• [Stored data]
· · · ·
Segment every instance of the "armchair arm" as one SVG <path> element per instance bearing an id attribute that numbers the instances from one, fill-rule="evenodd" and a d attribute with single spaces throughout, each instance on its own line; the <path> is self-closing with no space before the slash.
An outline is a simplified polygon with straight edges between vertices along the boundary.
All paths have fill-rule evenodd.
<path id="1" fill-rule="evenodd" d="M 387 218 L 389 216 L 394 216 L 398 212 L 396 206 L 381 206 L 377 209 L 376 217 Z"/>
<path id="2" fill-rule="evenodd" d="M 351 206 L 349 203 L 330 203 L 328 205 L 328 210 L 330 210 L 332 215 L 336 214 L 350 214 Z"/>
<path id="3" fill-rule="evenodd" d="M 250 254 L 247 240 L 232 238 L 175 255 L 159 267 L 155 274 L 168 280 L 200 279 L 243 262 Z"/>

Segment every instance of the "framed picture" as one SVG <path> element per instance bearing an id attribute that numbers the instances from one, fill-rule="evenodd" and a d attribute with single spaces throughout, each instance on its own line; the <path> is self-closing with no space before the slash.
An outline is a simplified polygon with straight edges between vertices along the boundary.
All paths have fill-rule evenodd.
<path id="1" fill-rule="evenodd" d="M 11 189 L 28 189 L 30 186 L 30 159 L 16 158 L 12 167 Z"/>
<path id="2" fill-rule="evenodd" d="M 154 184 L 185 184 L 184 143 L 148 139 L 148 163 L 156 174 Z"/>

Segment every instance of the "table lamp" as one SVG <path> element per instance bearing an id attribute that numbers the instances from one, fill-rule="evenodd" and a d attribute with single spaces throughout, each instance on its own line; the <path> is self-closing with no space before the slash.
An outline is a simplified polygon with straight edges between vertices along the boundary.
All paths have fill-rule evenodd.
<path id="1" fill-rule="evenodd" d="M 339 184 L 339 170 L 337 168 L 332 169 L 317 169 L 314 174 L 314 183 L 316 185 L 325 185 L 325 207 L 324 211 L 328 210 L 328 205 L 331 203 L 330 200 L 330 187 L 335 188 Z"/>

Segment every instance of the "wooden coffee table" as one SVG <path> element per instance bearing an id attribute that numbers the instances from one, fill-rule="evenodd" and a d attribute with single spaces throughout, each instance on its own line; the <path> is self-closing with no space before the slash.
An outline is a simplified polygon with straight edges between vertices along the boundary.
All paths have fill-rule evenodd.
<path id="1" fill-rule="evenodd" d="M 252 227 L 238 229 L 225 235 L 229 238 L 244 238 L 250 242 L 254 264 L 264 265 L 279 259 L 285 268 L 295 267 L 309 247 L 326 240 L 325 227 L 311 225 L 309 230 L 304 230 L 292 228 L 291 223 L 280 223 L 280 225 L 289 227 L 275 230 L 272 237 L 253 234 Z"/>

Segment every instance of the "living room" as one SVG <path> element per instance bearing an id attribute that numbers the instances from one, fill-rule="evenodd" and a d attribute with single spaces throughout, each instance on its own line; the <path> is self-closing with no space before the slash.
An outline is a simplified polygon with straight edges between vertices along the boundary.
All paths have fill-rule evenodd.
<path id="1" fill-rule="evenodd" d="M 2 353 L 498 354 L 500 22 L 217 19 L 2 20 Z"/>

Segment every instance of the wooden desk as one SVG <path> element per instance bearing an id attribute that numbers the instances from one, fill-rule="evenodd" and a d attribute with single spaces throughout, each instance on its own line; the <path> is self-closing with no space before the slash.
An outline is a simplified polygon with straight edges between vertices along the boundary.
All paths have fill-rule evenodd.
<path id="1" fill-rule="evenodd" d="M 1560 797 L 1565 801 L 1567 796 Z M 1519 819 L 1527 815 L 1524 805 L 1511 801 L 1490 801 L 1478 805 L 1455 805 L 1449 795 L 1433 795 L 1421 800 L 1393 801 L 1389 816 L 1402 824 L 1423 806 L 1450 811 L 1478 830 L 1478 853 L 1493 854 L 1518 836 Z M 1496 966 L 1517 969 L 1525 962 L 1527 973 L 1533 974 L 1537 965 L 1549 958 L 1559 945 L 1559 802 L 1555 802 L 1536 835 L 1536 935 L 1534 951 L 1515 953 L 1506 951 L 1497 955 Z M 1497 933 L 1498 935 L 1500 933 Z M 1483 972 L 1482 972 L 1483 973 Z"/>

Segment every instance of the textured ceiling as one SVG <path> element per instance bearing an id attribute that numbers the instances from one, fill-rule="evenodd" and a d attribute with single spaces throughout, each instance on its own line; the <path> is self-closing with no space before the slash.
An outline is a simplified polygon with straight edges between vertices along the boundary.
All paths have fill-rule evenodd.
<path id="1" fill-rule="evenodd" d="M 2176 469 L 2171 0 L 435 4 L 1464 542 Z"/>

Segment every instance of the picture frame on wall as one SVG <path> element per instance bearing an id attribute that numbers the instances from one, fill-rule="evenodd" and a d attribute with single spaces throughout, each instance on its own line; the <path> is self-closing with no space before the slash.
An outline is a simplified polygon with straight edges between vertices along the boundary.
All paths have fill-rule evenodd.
· · · ·
• [EXERCISE OBJECTIVE] All of the entries above should be written out verbatim.

• [TASK OUTPUT]
Segment every instance of the "armchair arm" as one SVG <path> element per instance bearing an id attribute that numbers the instances from one, fill-rule="evenodd" and a d attribute with single spaces throughout, each instance on its own line; the <path> is self-closing with no space before the slash.
An outline is a simplified polygon with straight edges between vertices along the boundary.
All paths have fill-rule evenodd.
<path id="1" fill-rule="evenodd" d="M 387 218 L 389 216 L 394 216 L 398 212 L 396 206 L 381 206 L 377 209 L 376 217 Z"/>
<path id="2" fill-rule="evenodd" d="M 351 206 L 349 203 L 330 203 L 328 205 L 328 210 L 330 210 L 332 215 L 336 214 L 350 214 Z"/>
<path id="3" fill-rule="evenodd" d="M 250 254 L 247 240 L 232 238 L 175 255 L 159 267 L 155 274 L 168 280 L 200 279 L 243 262 Z"/>

Segment every instance of the "framed picture" as one SVG <path> element per instance bearing an id attribute that numbers the instances from one, fill-rule="evenodd" and a d attribute with single spaces throughout, each instance on its own line; the <path> is self-closing with no space before the slash.
An outline is a simplified polygon with straight edges between vertices along the boundary.
All paths have fill-rule evenodd.
<path id="1" fill-rule="evenodd" d="M 11 189 L 28 189 L 30 186 L 30 159 L 16 158 L 12 167 Z"/>
<path id="2" fill-rule="evenodd" d="M 154 184 L 185 184 L 184 143 L 148 139 L 148 163 L 156 174 Z"/>

Segment every instance of the "table lamp" as one SVG <path> element per instance bearing an id attribute that numbers the instances from one, fill-rule="evenodd" and a d attribute with single spaces throughout, each instance on its own line; the <path> is self-closing with no space before the slash.
An outline is a simplified polygon with straight edges between vertices along the boundary.
All paths have fill-rule evenodd.
<path id="1" fill-rule="evenodd" d="M 339 184 L 339 170 L 337 168 L 332 169 L 317 169 L 314 174 L 314 183 L 316 185 L 325 185 L 325 207 L 324 211 L 328 210 L 328 205 L 331 203 L 330 200 L 330 187 L 335 188 Z"/>

Segment every instance of the "wooden coffee table" as one SVG <path> element per instance bearing an id attribute that numbers the instances from one, fill-rule="evenodd" and a d attribute with single spaces throughout, each instance on its own line; the <path> is self-closing with no space before the slash.
An outline is a simplified polygon with straight edges between vertices along the boundary.
All paths have fill-rule evenodd.
<path id="1" fill-rule="evenodd" d="M 252 227 L 238 229 L 225 235 L 229 238 L 244 238 L 250 242 L 254 264 L 264 265 L 279 259 L 285 268 L 295 267 L 309 247 L 326 240 L 325 227 L 311 225 L 309 230 L 304 230 L 292 228 L 291 223 L 280 223 L 280 225 L 289 227 L 275 230 L 272 237 L 253 234 Z"/>

Segment every instance of the "living room" as one SVG <path> element per instance bearing an id attribute that numbers the instances from one, fill-rule="evenodd" and a d attribute with single spaces throughout, each instance on its own line; the <path> is self-closing with no space before the slash.
An outline is a simplified polygon with straight edges between vertices along the boundary.
All paths have fill-rule evenodd.
<path id="1" fill-rule="evenodd" d="M 2 353 L 498 354 L 500 22 L 217 19 L 2 20 Z"/>

Segment every instance of the wooden desk as one SVG <path> element per instance bearing an id attribute that numbers the instances from one, fill-rule="evenodd" and a d attribute with single spaces throughout, each instance on its own line; the <path> is self-closing with no space before the slash.
An outline is a simplified polygon with straight edges between vertices along the boundary.
All paths have fill-rule evenodd.
<path id="1" fill-rule="evenodd" d="M 1560 797 L 1565 801 L 1567 796 Z M 1519 819 L 1527 815 L 1524 805 L 1511 801 L 1490 801 L 1478 805 L 1455 805 L 1449 795 L 1433 795 L 1421 800 L 1393 801 L 1389 816 L 1402 824 L 1423 806 L 1450 811 L 1478 830 L 1478 853 L 1493 854 L 1518 836 Z M 1496 966 L 1517 969 L 1525 962 L 1527 973 L 1533 974 L 1537 965 L 1549 958 L 1559 945 L 1559 802 L 1555 802 L 1536 835 L 1536 935 L 1534 951 L 1515 953 L 1506 951 L 1497 955 Z M 1497 933 L 1498 935 L 1500 933 Z M 1483 972 L 1482 972 L 1483 973 Z"/>

Segment every instance of the textured ceiling as one SVG <path> element per instance bearing an id attribute that numbers the instances from one, fill-rule="evenodd" and a d attribute with single spaces throughout, each instance on its own line; the <path> is self-closing with no space before the slash.
An outline is a simplified polygon with straight edges between vertices along the boundary.
All paths have fill-rule evenodd.
<path id="1" fill-rule="evenodd" d="M 2176 469 L 2171 0 L 435 4 L 1464 542 Z"/>

Segment every instance of the picture frame on wall as one SVG <path> element per instance bearing an id attribute that numbers the instances from one, fill-rule="evenodd" and a d attribute with single spaces throughout, each instance on its own line; the <path> is self-closing with no space before the slash.
An outline is a simplified polygon with straight edges between vertices along the boundary.
All paths have fill-rule evenodd.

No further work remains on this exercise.